Fragmented consumer behavior is challenging the continued relevance of traditional marketing channels, according to a new global study from programmatic media firm MiQ released this week.

The report, “From Funnel to Flexibility,” is based on an analysis of 53 million households and more than 700 trillion data signals through MiQ’s Sigma platform, along with surveys of more than 4,000 consumers and 600 marketing professionals across the United States, United Kingdom, Canada and Australia.

Consumers are no longer following a predictable path from awareness to purchase, according to the report. Instead, 87 percent of consumers switch between digital activities at least once per hour, while 42 percent describe their purchase journey as random. In some cases, the time from discovery to transaction can take as little as 10 minutes, MiQ said.

“The funnel was built for a world where the customer journey is linear,” said Moe Chughtai, Global Vice President of Strategy & Partnerships at MiQ. “Today a consumer can see an ad on CTV, price-check the product on their phone, and buy it on social — all before the next commercial break.”

MiQ’s research identifies three core consumer states — watching, browsing and buying — that now occur fluidly and often overlap. Within a typical 30-minute period, 43 percent of consumers are watching content, 23 percent are browsing and 34 percent are actively buying, with frequent movement between each activity, the report noted.

Consumer survey graphic from MiQ.
(Graphic courtesy MiQ)

Second-screen behavior is a major factor driving this shift. The study found that 91 percent of consumers use a second device while watching television and 69 percent say they discover brands even when they are not actively shopping.

MiQ said the findings point to the growing importance of “passive moments,” where exposure to advertising can influence future purchase decisions.

☆ ☆ ☆ ☆ ☆

### INSTRUCTIONS:
a. Answer these questions from the MiQ study article:
(i) How many households did the report analyze?
(ii) What percentage of consumers describe their purchase journey as random?
(iii) What percentage of consumers use a second device while watching television?
b. Extract the passage of the MiQ study article from "MiQ’s research identifies" to "future purchase decisions.", keeping every word unchanged.
The listing that comes next isn't needed.

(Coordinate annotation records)
☆ ☆ ☆ ☆ ☆

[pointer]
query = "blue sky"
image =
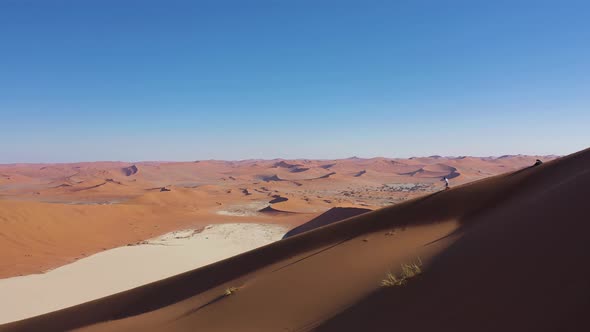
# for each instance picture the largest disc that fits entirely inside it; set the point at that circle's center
(187, 80)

☆ ☆ ☆ ☆ ☆

### RESPONSE LIST:
a.
(i) 53 million
(ii) 42 percent
(iii) 91 percent

b.
MiQ’s research identifies three core consumer states — watching, browsing and buying — that now occur fluidly and often overlap. Within a typical 30-minute period, 43 percent of consumers are watching content, 23 percent are browsing and 34 percent are actively buying, with frequent movement between each activity, the report noted.

Consumer survey graphic from MiQ.
(Graphic courtesy MiQ)

Second-screen behavior is a major factor driving this shift. The study found that 91 percent of consumers use a second device while watching television and 69 percent say they discover brands even when they are not actively shopping.

MiQ said the findings point to the growing importance of “passive moments,” where exposure to advertising can influence future purchase decisions.